» **GIVEN DATA**:
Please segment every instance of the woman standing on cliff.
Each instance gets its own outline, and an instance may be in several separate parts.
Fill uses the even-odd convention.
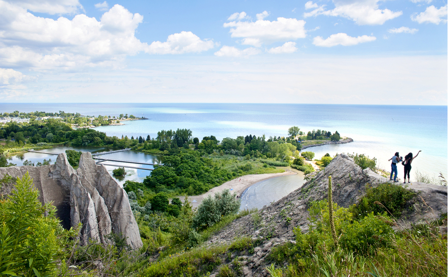
[[[419,151],[419,153],[421,152],[422,150],[420,150]],[[406,173],[408,174],[408,183],[411,182],[410,176],[409,175],[409,172],[411,172],[411,163],[412,162],[412,161],[414,160],[414,159],[417,157],[417,156],[419,155],[419,153],[417,153],[417,154],[415,155],[414,157],[412,157],[412,153],[409,153],[406,156],[405,156],[405,160],[403,161],[404,165],[405,166],[405,177],[404,177],[404,184],[406,183]]]
[[[389,178],[389,180],[392,180],[392,175],[395,173],[395,175],[394,176],[394,182],[396,182],[398,181],[398,180],[397,180],[397,175],[398,174],[398,170],[397,170],[397,164],[402,160],[400,158],[400,154],[399,154],[398,152],[396,152],[395,155],[387,160],[392,160],[392,162],[390,164],[391,169],[390,171],[390,177]]]

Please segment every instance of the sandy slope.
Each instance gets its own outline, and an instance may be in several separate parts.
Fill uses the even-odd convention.
[[[238,197],[240,197],[246,188],[257,182],[270,178],[294,174],[297,173],[290,170],[286,170],[284,172],[278,173],[246,175],[226,182],[219,186],[215,187],[203,194],[189,196],[188,199],[191,202],[193,208],[196,208],[198,207],[198,206],[199,205],[202,200],[205,197],[211,194],[213,195],[217,192],[222,191],[224,189],[230,189],[231,192],[234,193]],[[184,201],[185,198],[185,197],[179,197],[182,202]]]

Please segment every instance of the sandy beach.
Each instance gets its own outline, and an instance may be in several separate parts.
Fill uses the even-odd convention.
[[[202,200],[205,198],[210,195],[213,195],[217,192],[222,191],[224,189],[230,189],[230,192],[235,193],[238,197],[240,197],[241,195],[244,192],[246,189],[257,182],[259,182],[260,181],[270,179],[271,178],[275,178],[276,177],[280,177],[280,176],[292,175],[294,174],[297,173],[293,171],[288,169],[285,170],[284,172],[278,173],[245,175],[227,181],[219,186],[215,187],[203,194],[195,195],[194,196],[188,196],[188,199],[190,200],[190,202],[191,202],[193,209],[196,209],[202,201]],[[185,197],[184,196],[181,196],[179,198],[183,202]]]

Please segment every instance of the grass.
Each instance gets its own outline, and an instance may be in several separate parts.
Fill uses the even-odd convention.
[[[21,153],[22,152],[26,152],[27,150],[30,149],[34,150],[41,150],[42,149],[48,149],[53,148],[58,145],[63,145],[64,143],[47,143],[46,145],[42,146],[37,146],[36,144],[25,144],[23,147],[14,147],[11,148],[7,148],[4,145],[2,149],[2,153],[4,155],[10,155],[11,154],[16,154],[17,153]]]

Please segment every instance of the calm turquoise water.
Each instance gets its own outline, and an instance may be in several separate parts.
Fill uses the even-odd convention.
[[[202,139],[218,139],[251,134],[257,137],[286,136],[296,126],[307,132],[321,129],[353,138],[345,144],[307,149],[320,158],[326,153],[365,153],[375,157],[379,167],[389,169],[387,161],[396,151],[404,156],[422,150],[413,162],[412,174],[418,170],[431,176],[448,167],[448,109],[444,106],[373,106],[318,104],[0,104],[0,112],[45,111],[79,112],[84,115],[128,114],[148,120],[125,122],[122,126],[97,128],[108,136],[151,138],[161,130],[187,128]],[[403,168],[399,167],[401,176]]]

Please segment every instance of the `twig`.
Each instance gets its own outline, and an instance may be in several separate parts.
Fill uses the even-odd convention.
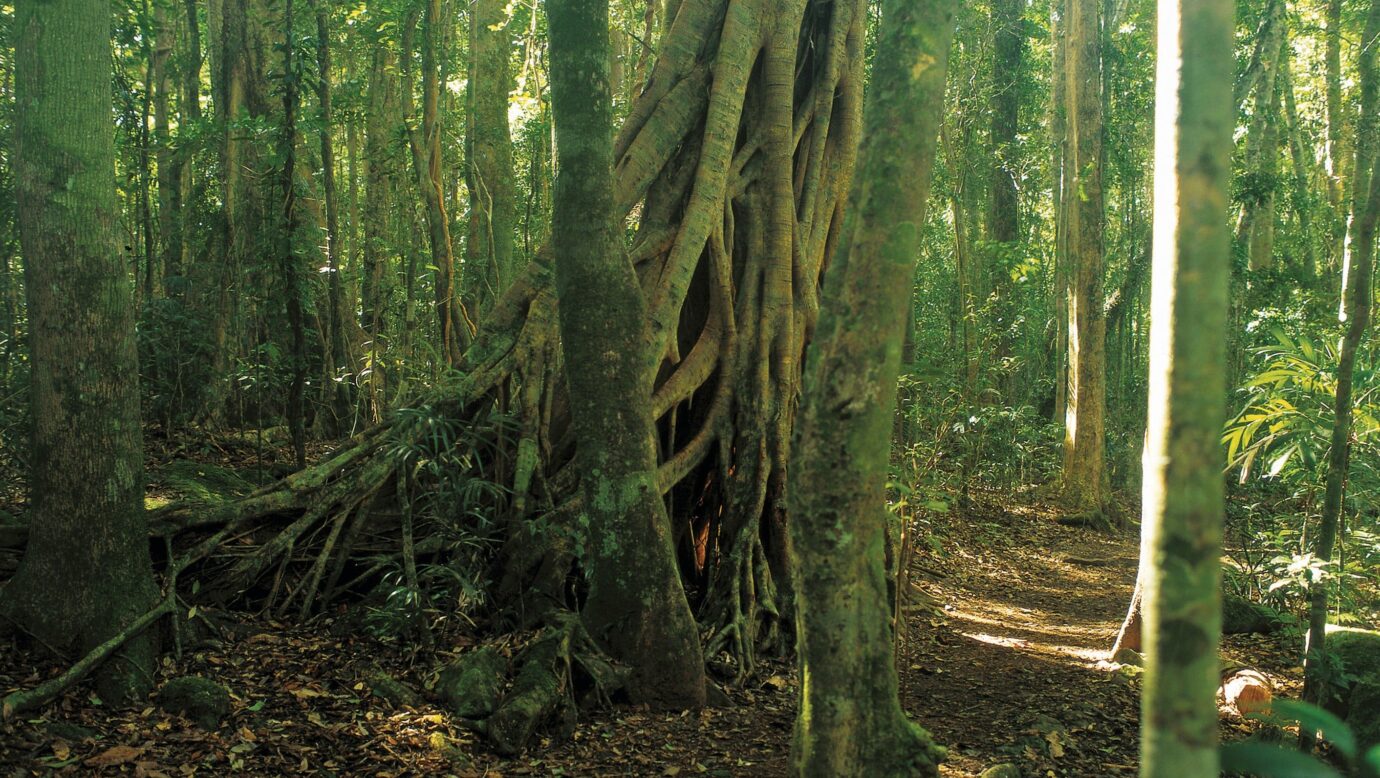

» **EXERCISE AIM**: Rescale the entries from the line that contains "Please segment every instance of the calm" through the end of the entries, both ends included. Give every line again, requests included, but multiply each polygon coordinate in the answers by 1.2 and round it to a whole number, with halves rounded up. Leave the pictures out.

» **EXERCISE ANSWER**:
Please segment every instance of the calm turquoise water.
Each instance gets its own outline, and an instance may be in several separate parts.
Fill uses the even-odd convention.
[[[242,167],[262,167],[301,161],[308,164],[343,163],[355,151],[368,158],[385,155],[424,166],[414,173],[368,179],[384,190],[391,184],[438,184],[450,188],[455,200],[467,203],[464,193],[475,181],[485,187],[506,180],[496,194],[494,209],[502,204],[517,211],[538,200],[538,131],[533,127],[448,127],[382,125],[0,125],[0,134],[54,133],[95,134],[101,138],[154,137],[178,144],[150,146],[146,151],[116,154],[130,163],[181,166],[193,156],[224,154]],[[484,202],[479,200],[481,211]]]

Please segment every instance of the `twig`.
Each instance gets its own outline, and an instance may be in several separate parts.
Fill uses the even-odd convention.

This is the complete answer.